Vos consignes:
Dans le texte sélectionné ci-dessous, relevez toutes les catégories de textes normatifs dont l'auteur déplore la prolifération.

Texte sélectionné:
La prolifération du droit et l’ère des économistes

Par Jean-Gaston Moore

J’arrive d’une assemblée d’élus du Calvados, où le préfet de région nous a fait part des conclusions de son enquête sur le chômage, en présence de M. Michel d’Ornano. Il nous a décrit l’inadaptation des offres et demandes d’emplois selon les secteurs d’activités : trop de demandes pour certains, pénurie pour d’autres. En l’écoutant, je m’interrogeais : y a-t-il trop de juristes ? Si l’on en juge par les demandes paraissant dans la presse spécialisée, il est préférable d’être un juriste à la recherche d’un emploi, qu’un cadre commercial, voire un ingénieur. Encore faut-il être compétent. Une maîtrise ou même un doctorat ne suffisent pas. Les jeunes doivent se convaincre que le diplôme doit s’accompagner d’une formation pratique appropriée. Avec le temps, ils perfectionneront leur savoir et leur manière de faire. Ils acquerront la finesse d’analyse nécessaire. Le savoir juridique, comme un vin d’un cru classé, se bonifie en vieillissant. A la différence de celui reçu par l’ingénieur, il se gagne avec le temps.
Le président Foyer s’est étonné de constater la disparition des juristes du Parlement. Les professeurs, les fonctionnaires, en un mot ceux qui devraient être les contrôlés, sont également en majorité les contrôleurs. La disparition des fortunes personnelles, le nivellement des conditions par l’impôt découragent les membres des professions libérales, à l’exception peut-être des médecins, de prendre le risque de ne pas retrouver leur clientèle. Ils ne bénéficient pas de la garantie de l’emploi… Leur absence se traduit dans la réalité quotidienne par une prolifération de lois, décrets et règlements dont la rédaction déplorable, la faiblesse d’analyse juridique sont à l’origine d’une insécurité dans l’interprétation, cause d’inquiétude, de contentieux et qui donne au juriste une place prééminente dans la vie sociale. L’influence qu’il a perdue au Parlement, il la retrouve dans la société.

Extraits de données:
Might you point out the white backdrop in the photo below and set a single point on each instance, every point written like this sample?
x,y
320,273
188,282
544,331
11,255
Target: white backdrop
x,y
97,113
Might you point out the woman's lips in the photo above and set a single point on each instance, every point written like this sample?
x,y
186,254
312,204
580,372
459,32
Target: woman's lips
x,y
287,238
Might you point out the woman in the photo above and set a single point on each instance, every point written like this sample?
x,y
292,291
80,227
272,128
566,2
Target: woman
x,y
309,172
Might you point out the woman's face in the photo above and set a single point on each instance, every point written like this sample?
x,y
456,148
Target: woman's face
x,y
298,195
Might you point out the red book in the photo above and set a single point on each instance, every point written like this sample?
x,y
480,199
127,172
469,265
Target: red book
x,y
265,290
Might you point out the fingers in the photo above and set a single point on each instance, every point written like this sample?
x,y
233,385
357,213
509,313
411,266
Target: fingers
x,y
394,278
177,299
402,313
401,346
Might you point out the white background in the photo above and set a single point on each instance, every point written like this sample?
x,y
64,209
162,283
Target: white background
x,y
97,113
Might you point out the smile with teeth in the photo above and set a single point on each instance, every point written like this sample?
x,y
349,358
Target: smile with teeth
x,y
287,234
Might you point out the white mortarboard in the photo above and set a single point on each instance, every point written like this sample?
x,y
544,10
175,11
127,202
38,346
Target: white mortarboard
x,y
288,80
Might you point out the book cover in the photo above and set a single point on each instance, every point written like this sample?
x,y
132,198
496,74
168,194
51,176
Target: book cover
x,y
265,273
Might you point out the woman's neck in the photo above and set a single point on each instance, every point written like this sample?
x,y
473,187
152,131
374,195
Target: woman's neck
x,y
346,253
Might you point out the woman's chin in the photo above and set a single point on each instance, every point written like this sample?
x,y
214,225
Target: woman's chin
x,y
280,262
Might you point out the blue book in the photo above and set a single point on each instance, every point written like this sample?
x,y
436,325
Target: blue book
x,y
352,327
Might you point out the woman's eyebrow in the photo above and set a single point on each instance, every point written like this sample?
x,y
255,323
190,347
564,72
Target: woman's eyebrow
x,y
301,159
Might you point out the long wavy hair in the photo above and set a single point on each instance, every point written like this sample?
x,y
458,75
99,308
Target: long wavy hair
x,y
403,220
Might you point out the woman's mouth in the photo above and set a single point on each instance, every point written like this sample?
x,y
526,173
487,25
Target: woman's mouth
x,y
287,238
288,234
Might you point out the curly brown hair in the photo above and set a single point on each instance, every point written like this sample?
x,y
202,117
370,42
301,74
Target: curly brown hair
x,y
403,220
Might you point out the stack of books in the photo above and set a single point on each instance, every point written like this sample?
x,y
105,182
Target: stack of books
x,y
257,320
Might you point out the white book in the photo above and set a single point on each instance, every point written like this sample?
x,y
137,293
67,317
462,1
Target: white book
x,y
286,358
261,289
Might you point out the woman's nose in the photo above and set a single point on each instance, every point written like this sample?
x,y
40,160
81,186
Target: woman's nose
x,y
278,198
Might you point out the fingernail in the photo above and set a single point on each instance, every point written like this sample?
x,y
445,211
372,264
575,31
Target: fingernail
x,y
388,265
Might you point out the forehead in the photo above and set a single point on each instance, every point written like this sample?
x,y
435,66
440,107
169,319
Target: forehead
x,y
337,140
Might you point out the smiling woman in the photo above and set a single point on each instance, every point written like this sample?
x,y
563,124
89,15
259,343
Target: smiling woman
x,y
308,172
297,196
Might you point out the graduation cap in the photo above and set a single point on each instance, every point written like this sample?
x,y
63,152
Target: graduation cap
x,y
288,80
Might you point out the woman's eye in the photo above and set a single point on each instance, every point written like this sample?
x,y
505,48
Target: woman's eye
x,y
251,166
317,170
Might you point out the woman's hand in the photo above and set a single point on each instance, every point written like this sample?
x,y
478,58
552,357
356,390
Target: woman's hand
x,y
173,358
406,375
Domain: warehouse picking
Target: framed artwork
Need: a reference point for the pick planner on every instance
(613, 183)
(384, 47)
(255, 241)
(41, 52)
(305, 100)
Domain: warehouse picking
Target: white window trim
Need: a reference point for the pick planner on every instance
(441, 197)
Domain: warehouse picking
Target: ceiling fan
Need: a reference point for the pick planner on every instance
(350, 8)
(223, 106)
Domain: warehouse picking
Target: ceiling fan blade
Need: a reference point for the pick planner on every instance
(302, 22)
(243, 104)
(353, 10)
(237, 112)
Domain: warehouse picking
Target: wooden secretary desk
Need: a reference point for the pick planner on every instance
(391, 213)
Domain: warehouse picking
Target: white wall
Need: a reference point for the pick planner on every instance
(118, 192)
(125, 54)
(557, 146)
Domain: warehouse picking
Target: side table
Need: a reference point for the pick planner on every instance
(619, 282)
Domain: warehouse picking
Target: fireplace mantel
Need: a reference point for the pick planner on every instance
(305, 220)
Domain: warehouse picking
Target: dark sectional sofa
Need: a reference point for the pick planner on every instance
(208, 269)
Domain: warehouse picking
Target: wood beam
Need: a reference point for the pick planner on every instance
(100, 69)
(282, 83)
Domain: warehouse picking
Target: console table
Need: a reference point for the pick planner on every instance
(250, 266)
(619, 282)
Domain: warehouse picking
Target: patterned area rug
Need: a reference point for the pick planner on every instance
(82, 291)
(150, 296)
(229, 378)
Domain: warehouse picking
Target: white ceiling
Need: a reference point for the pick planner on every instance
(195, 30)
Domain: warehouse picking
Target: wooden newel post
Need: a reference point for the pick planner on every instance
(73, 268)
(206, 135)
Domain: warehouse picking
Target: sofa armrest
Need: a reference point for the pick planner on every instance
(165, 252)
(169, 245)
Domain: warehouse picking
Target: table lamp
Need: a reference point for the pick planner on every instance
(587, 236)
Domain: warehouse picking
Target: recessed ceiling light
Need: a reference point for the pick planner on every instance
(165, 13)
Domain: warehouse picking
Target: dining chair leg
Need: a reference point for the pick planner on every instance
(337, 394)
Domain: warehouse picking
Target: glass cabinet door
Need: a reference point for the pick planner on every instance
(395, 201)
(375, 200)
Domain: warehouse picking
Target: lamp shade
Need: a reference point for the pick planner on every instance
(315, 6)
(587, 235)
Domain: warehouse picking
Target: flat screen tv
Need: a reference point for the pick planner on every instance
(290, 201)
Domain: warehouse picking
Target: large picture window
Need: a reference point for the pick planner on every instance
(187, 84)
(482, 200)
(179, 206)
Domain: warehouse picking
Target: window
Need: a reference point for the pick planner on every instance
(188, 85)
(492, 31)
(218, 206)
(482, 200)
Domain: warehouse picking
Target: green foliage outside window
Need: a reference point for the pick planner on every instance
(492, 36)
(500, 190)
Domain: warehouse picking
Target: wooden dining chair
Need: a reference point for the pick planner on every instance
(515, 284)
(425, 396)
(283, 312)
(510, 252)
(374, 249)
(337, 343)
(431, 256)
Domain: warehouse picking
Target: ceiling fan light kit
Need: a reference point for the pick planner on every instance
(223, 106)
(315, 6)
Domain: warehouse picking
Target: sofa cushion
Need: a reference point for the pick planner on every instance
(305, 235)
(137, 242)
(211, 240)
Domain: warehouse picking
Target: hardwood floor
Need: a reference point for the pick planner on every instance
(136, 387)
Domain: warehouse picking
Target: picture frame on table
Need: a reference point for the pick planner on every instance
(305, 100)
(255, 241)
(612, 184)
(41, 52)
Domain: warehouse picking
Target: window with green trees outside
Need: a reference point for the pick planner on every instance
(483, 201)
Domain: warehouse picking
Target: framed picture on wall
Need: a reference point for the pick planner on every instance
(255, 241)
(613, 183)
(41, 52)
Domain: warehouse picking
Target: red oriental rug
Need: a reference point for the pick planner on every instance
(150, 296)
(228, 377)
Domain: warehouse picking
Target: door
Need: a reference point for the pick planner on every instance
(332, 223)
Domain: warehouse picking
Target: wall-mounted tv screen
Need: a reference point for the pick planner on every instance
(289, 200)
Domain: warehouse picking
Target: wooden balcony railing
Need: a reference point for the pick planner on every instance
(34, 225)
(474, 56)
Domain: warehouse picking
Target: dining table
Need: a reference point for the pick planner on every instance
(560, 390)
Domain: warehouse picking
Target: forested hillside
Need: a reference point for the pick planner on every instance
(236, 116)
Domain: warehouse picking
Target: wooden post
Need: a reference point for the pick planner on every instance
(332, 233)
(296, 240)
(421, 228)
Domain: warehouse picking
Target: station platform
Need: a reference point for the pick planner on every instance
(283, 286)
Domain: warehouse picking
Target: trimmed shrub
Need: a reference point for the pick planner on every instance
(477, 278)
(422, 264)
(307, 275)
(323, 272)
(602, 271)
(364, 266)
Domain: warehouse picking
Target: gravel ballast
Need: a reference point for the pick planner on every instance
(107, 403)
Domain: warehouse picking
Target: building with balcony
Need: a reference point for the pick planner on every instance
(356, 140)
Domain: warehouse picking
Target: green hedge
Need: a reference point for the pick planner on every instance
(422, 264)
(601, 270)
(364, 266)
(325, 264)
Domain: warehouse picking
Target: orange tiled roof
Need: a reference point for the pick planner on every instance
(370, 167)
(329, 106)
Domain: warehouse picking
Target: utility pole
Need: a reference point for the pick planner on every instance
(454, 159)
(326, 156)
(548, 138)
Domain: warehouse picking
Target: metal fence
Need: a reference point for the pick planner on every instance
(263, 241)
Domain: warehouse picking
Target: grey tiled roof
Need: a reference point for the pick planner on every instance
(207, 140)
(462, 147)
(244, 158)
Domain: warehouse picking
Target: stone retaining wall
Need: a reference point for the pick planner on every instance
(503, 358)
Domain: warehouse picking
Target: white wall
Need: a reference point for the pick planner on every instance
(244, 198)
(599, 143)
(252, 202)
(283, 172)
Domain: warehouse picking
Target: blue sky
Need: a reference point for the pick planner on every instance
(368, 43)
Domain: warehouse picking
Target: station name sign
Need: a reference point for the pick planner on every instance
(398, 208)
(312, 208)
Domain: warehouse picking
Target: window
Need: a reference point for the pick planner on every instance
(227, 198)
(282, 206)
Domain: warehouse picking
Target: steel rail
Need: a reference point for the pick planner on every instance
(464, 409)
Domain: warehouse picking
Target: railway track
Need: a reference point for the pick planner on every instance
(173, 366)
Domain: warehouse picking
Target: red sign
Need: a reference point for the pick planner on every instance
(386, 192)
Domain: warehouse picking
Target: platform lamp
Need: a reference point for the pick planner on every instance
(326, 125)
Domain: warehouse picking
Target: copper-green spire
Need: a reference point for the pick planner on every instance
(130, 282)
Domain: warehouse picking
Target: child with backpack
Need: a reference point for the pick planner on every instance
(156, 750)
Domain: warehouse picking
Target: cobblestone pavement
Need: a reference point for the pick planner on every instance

Réponse ci-dessous:
lois, décrets, règlements